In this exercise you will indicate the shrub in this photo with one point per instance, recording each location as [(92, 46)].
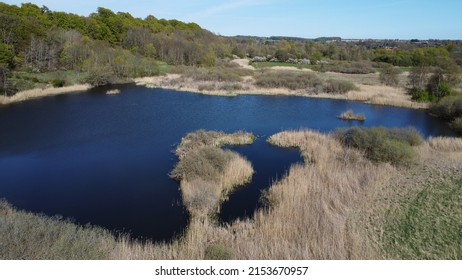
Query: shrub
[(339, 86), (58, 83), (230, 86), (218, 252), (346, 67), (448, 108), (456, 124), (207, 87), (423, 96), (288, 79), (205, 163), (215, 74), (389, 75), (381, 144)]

=-=-=-=-=

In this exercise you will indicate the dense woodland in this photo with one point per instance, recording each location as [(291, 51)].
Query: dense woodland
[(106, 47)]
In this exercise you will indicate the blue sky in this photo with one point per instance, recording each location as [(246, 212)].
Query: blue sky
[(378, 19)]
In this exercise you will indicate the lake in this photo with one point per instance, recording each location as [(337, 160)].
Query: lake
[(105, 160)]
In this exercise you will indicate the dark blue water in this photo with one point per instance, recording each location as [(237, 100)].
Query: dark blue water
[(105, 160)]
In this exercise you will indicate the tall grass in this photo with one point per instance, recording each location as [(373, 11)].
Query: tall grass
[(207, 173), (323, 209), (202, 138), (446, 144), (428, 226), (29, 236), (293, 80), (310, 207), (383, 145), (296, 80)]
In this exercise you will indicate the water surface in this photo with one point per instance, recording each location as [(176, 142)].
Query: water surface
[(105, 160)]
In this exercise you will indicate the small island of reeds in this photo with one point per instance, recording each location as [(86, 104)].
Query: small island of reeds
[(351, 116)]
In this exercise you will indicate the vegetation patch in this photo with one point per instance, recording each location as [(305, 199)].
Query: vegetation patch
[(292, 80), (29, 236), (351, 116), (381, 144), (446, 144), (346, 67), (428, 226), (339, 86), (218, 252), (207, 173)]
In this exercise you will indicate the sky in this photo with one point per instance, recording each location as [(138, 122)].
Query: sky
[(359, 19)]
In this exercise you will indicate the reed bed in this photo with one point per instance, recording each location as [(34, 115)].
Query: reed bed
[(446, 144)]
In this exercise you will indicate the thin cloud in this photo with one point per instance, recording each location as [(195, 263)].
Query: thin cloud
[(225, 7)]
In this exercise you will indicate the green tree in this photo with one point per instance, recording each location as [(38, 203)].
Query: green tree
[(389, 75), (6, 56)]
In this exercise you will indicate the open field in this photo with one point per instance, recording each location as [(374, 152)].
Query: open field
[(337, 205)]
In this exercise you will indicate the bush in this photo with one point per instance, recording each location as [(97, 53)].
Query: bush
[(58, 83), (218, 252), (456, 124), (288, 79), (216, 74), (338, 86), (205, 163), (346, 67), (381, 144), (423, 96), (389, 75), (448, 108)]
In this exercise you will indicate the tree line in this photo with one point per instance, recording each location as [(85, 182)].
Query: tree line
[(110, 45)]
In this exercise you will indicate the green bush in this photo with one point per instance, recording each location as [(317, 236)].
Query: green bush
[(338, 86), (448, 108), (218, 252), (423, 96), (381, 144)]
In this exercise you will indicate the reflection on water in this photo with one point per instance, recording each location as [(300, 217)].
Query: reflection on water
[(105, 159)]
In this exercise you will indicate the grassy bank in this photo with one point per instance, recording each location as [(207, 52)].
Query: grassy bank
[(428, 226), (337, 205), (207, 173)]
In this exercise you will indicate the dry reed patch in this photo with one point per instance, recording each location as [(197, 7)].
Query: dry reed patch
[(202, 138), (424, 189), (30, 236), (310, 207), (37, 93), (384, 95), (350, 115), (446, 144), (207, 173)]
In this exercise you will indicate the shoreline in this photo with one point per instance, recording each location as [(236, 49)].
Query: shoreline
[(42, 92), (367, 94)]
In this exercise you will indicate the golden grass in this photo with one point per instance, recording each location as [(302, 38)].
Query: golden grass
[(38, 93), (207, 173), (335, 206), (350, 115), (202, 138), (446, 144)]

=-=-=-=-=

_Objective_
Please copy out everything from the line containing "In this exercise you will indicate the shrub" down to the line containing "75), (381, 144)]", both ends included, keeping every line in full but shifting each answer coordinate by adding 123 to it. Leave the sample point in the opening sentence unchanged, and omit the picture.

_Exercise response_
In this exercise you will indicate the shrub in this photo with one point per instance, recording each location as [(92, 46)].
Query: shrub
[(462, 209), (181, 206), (353, 209), (341, 375), (469, 190), (571, 231), (579, 247), (330, 210), (546, 219), (411, 202), (328, 286), (338, 197), (512, 198), (504, 267)]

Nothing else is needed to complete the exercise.